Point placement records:

>>>

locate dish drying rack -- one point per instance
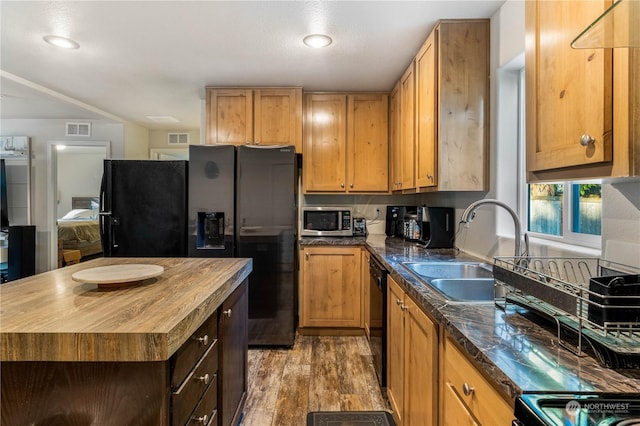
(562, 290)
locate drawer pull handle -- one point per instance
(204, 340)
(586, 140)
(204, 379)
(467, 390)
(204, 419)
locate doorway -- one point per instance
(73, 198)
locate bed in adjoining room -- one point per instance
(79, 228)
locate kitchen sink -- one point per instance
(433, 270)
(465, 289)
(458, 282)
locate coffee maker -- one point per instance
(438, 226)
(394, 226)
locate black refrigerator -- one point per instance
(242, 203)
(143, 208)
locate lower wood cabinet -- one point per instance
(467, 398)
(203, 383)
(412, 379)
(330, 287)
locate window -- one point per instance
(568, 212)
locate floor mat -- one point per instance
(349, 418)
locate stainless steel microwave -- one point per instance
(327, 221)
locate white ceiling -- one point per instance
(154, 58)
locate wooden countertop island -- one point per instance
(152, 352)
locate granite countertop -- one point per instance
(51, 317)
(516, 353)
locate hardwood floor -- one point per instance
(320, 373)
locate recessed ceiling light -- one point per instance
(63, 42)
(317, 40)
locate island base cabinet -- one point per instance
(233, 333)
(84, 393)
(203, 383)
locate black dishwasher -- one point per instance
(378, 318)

<<<
>>>

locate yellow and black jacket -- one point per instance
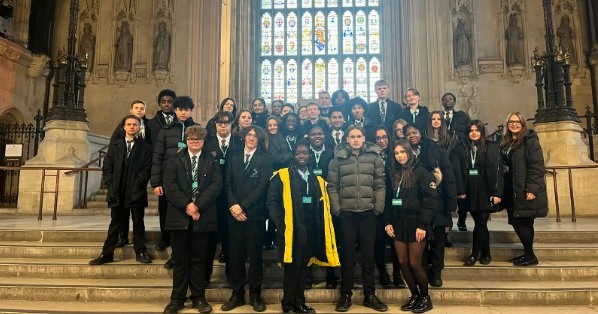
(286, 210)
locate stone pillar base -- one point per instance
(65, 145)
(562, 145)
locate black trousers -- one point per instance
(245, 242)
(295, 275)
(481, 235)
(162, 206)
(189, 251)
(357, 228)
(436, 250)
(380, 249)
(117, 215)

<<<

Given request -> Find every line in the items above that contains the word "island", and copy each one in full. Matching is case-sensitive.

Written response ->
locate wooden countertop island -- one point per instance
locate island base cabinet -- one point per instance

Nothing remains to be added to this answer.